Record set:

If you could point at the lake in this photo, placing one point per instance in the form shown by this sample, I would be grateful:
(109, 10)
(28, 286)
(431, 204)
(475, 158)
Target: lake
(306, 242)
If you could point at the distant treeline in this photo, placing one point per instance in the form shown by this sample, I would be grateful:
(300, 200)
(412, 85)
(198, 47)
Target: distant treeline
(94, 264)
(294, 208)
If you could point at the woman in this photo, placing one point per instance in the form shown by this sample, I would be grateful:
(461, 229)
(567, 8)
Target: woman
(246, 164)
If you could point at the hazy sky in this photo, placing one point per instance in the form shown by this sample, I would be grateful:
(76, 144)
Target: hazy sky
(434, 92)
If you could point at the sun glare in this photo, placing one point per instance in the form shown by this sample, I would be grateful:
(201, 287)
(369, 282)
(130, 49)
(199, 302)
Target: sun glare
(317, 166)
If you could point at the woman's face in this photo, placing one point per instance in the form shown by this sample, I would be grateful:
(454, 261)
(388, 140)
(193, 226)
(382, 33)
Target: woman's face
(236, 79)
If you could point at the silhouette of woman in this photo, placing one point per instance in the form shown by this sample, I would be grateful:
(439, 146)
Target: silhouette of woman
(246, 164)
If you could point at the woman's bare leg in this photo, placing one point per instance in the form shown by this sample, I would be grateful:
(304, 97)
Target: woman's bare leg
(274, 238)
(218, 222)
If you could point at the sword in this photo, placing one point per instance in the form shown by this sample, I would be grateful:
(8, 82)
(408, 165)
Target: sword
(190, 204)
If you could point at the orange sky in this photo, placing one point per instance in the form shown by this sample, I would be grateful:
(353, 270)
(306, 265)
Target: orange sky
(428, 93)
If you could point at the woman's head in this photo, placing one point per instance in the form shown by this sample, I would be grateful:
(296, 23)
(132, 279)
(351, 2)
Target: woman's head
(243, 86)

Your task: From the line with "Target: orange sky" to the final line of the listing, write out each line unchanged. Add nothing.

Exercise output:
Target: orange sky
(428, 93)
If you could point at the woman's head in this photo, placing one point per instance in the form shown by this sample, I would be grateful:
(296, 23)
(132, 279)
(351, 2)
Target: woman's head
(243, 86)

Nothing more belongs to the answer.